Oct 13

A rare bit of Apple journalism

Three days ago, The New York Times published a terrific article about the making and unveiling of iPhone.

It’s mostly drawn from the experience of Andy Grignon, a senior manager involved in creating the first iPhone, but also contains quotes from Tony Fadell and others.

Two important things about this article:

First, it’s written by a real writer. Fred Vogelstein weaves a most interesting tale, which is likely to draw you in whether you love Apple or loathe it. It’s a refreshing change from what you read on a hundred blogs every day. (Ouch. I think I just insulted myself.)

Most important, Vogelstein’s article addresses the true nature of innovation in the technology business, with its neverending challenges and complexities. Anyone who believes that Apple relies more on borrowing than innovating will have an enlightening experience.

Though it doesn’t address the issue head-on, the article illuminates the difference between a company that has to figure things out from scratch vs. one that copies the inventions of others.

Great writing aside, Vogelstein does manage to get a few things wrong.

The premise of the story is that Steve Jobs was unveiling iPhone six months before it would ship. Because of this, it was extremely unfinished and almost impossible to demo without a frightening degree of risk.

Vogelstein provides the reason: “Even though the iPhone wouldn’t go on sale for another six months, [Steve] wanted the world to want one right then.”

That may be true, but he doesn’t mention the reason why Steve was unveiling iPhone six months before it shipped. That would be secrecy. Before Apple could sell any iPhones, it had to get the device approved by the FCC. That would take months, and once it was in the hands of the FCC, it would be almost impossible to keep secret.

Steve wasn’t about to let anyone steal his thunder on launch day — so he made the decision to announce iPhone before the FCC got their mitts on it. That way, Apple’s iPhone event would contain maximum surprise and generate maximum buzz.

Given that iPhone was still six months away from launch, it’s not unusual that it was so unfinished when Steve unveiled it. What’s unusual is that it was unveiled six months before it shipped — unlike any other product in Apple history. That far before its ship date, every Apple product has serious issues.

= = = = =

• Parts of the exercise
• 1. Tally the lines in the listing below that contain the string "ground", treating uppercase and lowercase as different, and give only the number.
• 2. Resume the post above about the New York Times iPhone article, picking up right after its final sentence.

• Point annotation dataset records
= = = = =

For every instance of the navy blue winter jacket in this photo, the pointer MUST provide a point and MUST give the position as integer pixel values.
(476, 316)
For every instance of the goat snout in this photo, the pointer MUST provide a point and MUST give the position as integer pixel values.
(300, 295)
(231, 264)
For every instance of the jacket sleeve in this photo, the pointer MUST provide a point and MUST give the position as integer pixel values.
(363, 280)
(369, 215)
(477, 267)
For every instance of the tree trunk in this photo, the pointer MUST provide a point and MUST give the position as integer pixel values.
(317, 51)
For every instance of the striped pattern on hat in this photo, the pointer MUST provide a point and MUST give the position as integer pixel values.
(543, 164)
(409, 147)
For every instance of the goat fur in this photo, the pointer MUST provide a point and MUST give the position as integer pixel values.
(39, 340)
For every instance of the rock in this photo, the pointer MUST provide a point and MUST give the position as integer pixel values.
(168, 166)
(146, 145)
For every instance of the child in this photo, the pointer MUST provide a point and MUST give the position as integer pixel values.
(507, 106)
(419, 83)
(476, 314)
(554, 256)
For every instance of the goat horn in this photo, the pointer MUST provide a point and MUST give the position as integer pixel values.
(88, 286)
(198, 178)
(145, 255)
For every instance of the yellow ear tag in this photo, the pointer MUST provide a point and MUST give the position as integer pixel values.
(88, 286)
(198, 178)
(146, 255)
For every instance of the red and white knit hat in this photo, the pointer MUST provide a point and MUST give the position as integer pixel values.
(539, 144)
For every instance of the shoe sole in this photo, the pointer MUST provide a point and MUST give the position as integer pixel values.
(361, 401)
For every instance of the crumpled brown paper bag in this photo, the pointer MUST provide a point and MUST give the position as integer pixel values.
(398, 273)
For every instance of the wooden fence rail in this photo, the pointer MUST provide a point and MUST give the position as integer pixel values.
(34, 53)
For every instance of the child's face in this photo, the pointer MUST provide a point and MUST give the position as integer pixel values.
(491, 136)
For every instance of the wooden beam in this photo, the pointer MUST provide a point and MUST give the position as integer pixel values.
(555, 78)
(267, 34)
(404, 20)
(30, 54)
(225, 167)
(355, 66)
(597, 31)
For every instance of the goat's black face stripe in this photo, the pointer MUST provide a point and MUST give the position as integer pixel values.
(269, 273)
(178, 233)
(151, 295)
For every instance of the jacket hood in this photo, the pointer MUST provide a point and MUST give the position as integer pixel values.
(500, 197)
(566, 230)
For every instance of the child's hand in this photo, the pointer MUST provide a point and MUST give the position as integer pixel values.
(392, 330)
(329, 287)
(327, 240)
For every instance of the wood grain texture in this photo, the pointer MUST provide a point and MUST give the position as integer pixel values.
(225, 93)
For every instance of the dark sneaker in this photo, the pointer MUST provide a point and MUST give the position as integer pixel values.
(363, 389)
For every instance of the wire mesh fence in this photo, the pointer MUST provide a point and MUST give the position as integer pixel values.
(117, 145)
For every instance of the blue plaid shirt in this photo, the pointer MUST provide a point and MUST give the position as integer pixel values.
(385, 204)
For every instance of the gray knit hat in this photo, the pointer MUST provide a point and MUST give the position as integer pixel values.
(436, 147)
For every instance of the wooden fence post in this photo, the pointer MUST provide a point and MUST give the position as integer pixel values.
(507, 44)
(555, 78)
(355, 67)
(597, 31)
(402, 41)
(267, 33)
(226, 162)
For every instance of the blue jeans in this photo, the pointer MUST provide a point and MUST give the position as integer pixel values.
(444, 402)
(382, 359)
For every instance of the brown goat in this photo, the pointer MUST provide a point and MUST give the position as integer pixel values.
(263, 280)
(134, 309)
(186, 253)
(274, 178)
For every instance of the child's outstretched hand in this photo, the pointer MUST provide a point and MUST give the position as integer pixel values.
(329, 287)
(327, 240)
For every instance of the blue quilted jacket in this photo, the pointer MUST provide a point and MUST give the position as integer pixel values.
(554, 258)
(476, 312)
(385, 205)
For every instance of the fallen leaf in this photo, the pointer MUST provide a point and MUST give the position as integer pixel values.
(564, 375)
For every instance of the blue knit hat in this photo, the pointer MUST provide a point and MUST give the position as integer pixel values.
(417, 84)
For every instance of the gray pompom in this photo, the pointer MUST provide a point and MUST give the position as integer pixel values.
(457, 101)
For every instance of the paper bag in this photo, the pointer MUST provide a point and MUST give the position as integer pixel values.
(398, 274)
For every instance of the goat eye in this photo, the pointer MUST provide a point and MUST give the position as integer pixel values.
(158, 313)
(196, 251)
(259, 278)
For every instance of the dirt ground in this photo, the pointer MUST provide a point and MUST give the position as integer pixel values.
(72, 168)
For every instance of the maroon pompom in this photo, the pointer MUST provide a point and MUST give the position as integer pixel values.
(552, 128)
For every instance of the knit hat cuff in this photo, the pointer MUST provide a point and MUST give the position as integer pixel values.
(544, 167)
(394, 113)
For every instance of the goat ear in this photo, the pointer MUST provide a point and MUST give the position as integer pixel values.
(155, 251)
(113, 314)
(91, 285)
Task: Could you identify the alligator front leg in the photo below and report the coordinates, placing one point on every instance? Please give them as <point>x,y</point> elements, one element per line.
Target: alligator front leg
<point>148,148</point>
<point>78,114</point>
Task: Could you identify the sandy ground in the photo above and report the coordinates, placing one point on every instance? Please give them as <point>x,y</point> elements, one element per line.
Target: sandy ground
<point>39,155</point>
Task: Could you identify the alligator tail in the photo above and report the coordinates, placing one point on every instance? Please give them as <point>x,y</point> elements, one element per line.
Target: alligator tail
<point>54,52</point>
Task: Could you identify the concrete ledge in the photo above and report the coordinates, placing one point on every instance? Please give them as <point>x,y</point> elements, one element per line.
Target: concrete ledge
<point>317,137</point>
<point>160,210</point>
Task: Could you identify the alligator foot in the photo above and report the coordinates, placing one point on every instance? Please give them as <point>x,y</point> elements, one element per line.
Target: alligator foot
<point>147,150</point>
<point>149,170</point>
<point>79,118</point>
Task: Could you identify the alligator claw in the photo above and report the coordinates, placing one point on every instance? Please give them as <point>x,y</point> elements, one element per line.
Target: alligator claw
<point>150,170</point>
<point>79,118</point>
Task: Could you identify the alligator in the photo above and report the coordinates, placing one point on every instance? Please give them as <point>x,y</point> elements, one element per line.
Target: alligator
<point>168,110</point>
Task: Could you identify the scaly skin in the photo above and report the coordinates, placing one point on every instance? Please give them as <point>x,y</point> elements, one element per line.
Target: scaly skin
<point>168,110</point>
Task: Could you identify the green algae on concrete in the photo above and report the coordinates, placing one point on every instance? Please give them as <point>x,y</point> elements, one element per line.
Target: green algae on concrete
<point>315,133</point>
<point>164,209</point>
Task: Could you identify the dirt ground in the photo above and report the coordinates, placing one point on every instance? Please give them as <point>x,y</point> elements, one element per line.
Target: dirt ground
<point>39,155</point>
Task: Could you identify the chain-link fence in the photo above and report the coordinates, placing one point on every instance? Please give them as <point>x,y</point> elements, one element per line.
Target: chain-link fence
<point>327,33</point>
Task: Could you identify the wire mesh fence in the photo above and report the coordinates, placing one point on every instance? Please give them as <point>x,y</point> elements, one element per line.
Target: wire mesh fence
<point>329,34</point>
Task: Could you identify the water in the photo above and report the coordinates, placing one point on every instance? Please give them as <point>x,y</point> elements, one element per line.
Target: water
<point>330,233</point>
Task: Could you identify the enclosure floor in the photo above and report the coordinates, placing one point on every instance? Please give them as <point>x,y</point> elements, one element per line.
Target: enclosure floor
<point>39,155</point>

= = = = =

• Answers for this exercise
• 1. 5

• 2.
When Vogelstein describes the challenges facing the modern Apple, he plays back some of the familiar Apple misperceptions.

He points out that Apple’s stock price dropped after the most recent iPhone announcements while past announcements “used to routinely send the stock soaring.” That would indeed be alarming — if it were true. As John Gruber correctly points out, Apple’s stock price has dropped following product launches more often than it has risen — even during Steve Jobs’ reign.

He also states that under Jobs, Apple churned out revolutionary products “every three to five years … but under Cook, nothing has materialized.” This is stated as a problem, even though Cook is currently well within that that three-to-five year timeframe.

I find these extraneous comments unfortunate for the same reason I recently ragged on CNN for misrepresenting Apple news. Most people don’t focus on Apple as much as we do; they simply play back what they get from the major news organizations — even when “the facts” are seriously flawed.

But hey, nobody’s perfect. As I said up top, Vogelstein has written an engrossing article about the extraordinary effort required to create iPhone — and a mesmerizing look behind the scenes of a Steve Jobs presentation. It’s well worth reading.

  • Peter

    Ken, in what way were you involved in the promotion/marketing of the iPhone? Was the iPhone shown to you before the presentation? Care to elaborate on your ”iPhone Story” and the interaction with Apple and SJ back in 2006-2007 ?

  • Gary Deezy

    1) Agreed. Vogelstein shares a compelling story. In some ways, even more interesting than Isaacson’s biography of Steve.
    2) Stock price has almost always been driven up by rumors and then sold off after the announcement. Anyone that didn’t see that wasn’t really paying attention.
    3) I’ve been personally a little hard on Tim Cook myself, and I too would like Apple to release SOMETHING AMAZING SOON. Thanks for reminding me, though, to be fair and let the man have his due time. He’s officially got 365 more days before I start to worry.

  • SuperMatt

    iOS 7 is amazing to me. It is a pretty substantial departure from the previous iOS. However, almost everybody I know loves it. That’s very hard to accomplish. Also, getting 200 million people to upgrade their OS in a week is unbelievable.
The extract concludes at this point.